**GIVEN PROBLEM**
Reproduce the listing from the line with "One point marks each instance of the microwave" to the line with "x=240, y=145", replacing "stainless steel range" with "stainless steel stove" and leaving everything else unchanged.

--- Begin DATASET EXTRACT ---

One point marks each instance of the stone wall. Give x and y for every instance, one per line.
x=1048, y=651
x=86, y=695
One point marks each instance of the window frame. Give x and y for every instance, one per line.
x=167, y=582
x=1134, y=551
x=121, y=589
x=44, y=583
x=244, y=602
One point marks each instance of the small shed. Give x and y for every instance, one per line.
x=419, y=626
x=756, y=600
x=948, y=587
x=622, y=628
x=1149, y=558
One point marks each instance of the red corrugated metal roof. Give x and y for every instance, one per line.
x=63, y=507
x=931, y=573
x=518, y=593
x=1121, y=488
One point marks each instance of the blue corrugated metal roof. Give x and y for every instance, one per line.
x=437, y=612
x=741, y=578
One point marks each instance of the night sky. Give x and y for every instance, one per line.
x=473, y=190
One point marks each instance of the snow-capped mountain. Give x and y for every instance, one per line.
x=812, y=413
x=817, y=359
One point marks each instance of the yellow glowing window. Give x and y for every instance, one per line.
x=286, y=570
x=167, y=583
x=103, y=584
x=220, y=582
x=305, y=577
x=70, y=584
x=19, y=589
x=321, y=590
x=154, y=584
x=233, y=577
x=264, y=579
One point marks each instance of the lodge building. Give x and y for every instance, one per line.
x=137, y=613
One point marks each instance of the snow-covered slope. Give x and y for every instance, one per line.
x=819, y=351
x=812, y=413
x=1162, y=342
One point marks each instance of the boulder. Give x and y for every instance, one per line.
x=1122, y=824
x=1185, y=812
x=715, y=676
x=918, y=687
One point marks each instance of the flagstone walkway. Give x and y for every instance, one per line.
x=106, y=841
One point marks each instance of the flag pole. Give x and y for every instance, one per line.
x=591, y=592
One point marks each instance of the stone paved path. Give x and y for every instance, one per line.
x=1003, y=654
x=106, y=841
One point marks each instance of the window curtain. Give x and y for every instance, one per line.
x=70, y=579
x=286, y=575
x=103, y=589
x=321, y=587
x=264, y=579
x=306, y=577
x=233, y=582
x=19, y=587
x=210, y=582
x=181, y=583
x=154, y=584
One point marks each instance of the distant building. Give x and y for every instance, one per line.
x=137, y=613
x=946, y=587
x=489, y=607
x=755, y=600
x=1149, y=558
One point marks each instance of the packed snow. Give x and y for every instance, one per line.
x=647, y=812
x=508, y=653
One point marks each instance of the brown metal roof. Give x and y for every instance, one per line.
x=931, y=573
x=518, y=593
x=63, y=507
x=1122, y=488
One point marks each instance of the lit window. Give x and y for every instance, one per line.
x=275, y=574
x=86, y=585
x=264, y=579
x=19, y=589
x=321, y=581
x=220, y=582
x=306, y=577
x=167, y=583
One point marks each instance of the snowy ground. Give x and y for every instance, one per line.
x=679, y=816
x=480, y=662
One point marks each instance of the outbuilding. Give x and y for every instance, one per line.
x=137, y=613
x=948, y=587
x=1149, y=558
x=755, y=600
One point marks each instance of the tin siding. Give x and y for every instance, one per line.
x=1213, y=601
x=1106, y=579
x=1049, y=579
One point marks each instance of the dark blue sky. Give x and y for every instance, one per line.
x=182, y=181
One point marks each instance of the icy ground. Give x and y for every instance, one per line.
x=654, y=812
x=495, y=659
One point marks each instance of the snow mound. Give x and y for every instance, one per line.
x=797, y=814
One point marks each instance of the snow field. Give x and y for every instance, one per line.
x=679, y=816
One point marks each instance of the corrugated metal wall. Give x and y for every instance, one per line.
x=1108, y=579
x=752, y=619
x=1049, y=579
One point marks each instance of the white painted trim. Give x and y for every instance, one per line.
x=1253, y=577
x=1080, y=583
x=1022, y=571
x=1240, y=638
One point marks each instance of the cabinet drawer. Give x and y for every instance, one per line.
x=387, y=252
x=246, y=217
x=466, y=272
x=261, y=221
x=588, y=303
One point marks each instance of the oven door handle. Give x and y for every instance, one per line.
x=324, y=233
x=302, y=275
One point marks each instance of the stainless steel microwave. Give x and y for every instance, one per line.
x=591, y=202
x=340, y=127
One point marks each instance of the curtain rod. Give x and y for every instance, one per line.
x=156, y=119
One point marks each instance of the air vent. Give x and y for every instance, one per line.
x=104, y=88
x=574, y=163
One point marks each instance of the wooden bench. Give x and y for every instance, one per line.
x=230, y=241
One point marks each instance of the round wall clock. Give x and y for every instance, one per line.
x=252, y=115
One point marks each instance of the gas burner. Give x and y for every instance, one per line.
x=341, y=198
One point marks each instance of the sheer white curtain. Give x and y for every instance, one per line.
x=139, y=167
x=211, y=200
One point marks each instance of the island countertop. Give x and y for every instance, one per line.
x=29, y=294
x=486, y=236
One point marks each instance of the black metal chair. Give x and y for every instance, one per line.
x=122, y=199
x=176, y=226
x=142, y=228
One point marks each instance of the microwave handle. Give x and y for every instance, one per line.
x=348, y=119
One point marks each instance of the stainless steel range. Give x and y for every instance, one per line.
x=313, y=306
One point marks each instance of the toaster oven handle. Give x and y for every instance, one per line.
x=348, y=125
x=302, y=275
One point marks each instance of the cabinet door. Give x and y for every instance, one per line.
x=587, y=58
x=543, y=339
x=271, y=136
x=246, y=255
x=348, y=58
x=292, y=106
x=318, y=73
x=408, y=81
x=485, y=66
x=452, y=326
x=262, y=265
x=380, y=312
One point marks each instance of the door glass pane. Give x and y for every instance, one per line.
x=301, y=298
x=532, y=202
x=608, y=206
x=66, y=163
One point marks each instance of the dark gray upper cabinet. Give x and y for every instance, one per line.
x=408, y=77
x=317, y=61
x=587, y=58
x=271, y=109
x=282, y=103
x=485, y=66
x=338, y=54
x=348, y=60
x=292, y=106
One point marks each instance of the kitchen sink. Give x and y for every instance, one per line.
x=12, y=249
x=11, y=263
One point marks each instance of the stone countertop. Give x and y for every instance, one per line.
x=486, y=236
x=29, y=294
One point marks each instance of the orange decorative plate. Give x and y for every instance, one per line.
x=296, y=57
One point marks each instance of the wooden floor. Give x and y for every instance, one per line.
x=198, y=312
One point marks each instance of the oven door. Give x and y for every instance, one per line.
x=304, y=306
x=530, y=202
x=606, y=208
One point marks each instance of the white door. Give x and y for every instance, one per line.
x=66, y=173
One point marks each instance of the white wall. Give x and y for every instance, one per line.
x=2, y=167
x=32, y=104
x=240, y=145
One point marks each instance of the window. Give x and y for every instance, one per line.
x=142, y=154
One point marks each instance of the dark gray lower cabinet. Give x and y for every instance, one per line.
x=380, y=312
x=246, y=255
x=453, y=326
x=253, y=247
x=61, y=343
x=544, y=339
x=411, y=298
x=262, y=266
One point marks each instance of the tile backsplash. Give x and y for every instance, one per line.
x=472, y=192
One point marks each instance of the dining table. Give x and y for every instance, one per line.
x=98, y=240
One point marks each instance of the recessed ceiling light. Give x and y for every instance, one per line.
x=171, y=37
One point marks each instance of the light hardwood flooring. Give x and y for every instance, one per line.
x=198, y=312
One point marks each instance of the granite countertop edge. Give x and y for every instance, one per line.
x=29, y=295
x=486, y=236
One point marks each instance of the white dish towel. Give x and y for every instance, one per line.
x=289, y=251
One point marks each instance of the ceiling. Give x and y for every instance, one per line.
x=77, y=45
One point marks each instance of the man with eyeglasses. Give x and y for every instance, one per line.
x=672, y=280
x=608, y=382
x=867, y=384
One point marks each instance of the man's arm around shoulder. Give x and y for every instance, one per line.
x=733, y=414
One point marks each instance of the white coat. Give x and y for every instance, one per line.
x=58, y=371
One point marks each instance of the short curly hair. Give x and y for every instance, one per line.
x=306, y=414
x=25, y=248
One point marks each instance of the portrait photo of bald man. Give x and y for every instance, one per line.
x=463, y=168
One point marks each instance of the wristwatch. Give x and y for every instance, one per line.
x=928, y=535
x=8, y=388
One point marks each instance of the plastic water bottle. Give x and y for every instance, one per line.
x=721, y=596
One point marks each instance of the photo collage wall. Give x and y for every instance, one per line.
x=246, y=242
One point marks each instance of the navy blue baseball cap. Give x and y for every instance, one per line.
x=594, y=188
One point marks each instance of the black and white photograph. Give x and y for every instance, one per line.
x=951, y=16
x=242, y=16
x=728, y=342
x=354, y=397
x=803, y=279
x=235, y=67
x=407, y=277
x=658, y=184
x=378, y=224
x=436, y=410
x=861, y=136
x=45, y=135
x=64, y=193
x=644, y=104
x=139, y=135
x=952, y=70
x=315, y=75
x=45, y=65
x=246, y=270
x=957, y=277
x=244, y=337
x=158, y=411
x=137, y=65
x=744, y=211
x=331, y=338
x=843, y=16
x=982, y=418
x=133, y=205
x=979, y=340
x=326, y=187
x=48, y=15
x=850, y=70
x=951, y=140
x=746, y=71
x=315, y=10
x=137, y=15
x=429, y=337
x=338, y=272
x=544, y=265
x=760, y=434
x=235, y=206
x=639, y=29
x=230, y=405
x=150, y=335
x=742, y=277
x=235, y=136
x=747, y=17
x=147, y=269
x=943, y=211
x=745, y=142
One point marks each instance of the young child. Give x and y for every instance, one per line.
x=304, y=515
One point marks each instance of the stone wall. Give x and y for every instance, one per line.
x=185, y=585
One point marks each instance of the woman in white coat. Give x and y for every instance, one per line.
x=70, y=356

--- End DATASET EXTRACT ---

**CORRECT OUTPUT**
One point marks each instance of the microwave handle. Give x and y for every instance, one per line.
x=348, y=119
One point marks each instance of the stainless steel stove. Give x and y for every instance, one per line.
x=313, y=306
One point marks each instance of the toaster oven handle. Give x and y for every instance, one per line.
x=348, y=125
x=302, y=275
One point marks each instance of the cabinet door. Give x and y for every instance, one per line.
x=587, y=58
x=543, y=339
x=271, y=136
x=246, y=255
x=348, y=58
x=292, y=106
x=318, y=73
x=408, y=81
x=485, y=66
x=452, y=326
x=262, y=265
x=380, y=312
One point marks each instance of the door glass pane. Give x and y for every instance, one per line.
x=301, y=298
x=532, y=202
x=608, y=206
x=66, y=163
One point marks each instance of the dark gray upper cabinet. Give x and y for every instance, one per line.
x=408, y=77
x=317, y=61
x=587, y=58
x=271, y=109
x=282, y=103
x=485, y=66
x=338, y=54
x=348, y=60
x=292, y=106
One point marks each instance of the kitchen sink. Give x and y for every instance, one per line.
x=12, y=249
x=11, y=263
One point marks each instance of the stone countertop. Give x and y for every instance, one per line.
x=486, y=236
x=29, y=294
One point marks each instance of the orange decorative plate. Give x and y for every instance, one per line.
x=296, y=57
One point marks each instance of the wooden floor. Give x and y for every instance, one per line.
x=198, y=312
One point marks each instance of the oven door. Give x and y for every instance, one per line.
x=304, y=306
x=530, y=202
x=606, y=208
One point marks each instance of the white door. Give x and y for every instance, one per line.
x=66, y=173
One point marks each instance of the white wall. Give x and y for every instance, one per line.
x=2, y=167
x=32, y=104
x=240, y=145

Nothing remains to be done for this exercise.